→ **TASK**:
In the records below, the line with "Target: the white cloud" opens the range and the line with "line in the photo above." closes it; print that range exactly and nothing else.

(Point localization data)

>>>>

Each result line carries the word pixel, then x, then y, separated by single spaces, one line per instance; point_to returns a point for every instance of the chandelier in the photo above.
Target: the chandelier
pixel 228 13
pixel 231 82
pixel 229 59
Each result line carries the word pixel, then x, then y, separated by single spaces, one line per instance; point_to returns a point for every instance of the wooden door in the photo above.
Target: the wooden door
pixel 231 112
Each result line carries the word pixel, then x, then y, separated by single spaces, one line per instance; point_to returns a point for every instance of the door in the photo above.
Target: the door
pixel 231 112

<<<<
>>>>

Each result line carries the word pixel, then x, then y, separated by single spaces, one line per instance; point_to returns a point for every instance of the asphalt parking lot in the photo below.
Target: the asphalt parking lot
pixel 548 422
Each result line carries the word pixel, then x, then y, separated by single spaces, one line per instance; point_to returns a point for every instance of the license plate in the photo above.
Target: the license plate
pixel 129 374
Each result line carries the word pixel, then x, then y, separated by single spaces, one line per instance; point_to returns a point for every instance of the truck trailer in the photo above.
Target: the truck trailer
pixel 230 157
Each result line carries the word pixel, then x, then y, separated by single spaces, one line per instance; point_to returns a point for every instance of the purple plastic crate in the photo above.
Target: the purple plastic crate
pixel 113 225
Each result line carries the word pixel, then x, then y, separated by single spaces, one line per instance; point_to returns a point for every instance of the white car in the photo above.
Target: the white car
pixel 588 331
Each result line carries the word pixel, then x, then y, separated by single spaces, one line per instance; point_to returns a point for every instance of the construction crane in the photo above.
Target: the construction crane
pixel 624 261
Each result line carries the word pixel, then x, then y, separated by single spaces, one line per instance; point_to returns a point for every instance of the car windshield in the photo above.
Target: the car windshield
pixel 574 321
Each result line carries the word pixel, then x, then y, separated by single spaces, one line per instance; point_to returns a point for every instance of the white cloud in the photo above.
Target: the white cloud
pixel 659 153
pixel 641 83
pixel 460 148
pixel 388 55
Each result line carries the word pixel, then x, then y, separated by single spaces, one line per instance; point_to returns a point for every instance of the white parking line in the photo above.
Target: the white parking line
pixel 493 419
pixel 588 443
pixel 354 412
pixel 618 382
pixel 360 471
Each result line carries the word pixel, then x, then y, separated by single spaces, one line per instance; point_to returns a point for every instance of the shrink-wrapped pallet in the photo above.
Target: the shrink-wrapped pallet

<<<<

→ **SOLVED PROBLEM**:
Target: the white cloud
pixel 659 153
pixel 641 83
pixel 460 148
pixel 388 55
Each result line carries the word pixel, then x, then y, separated by single spaces, one line per instance; point_to returns a point for every instance of the white parking line in the photo above.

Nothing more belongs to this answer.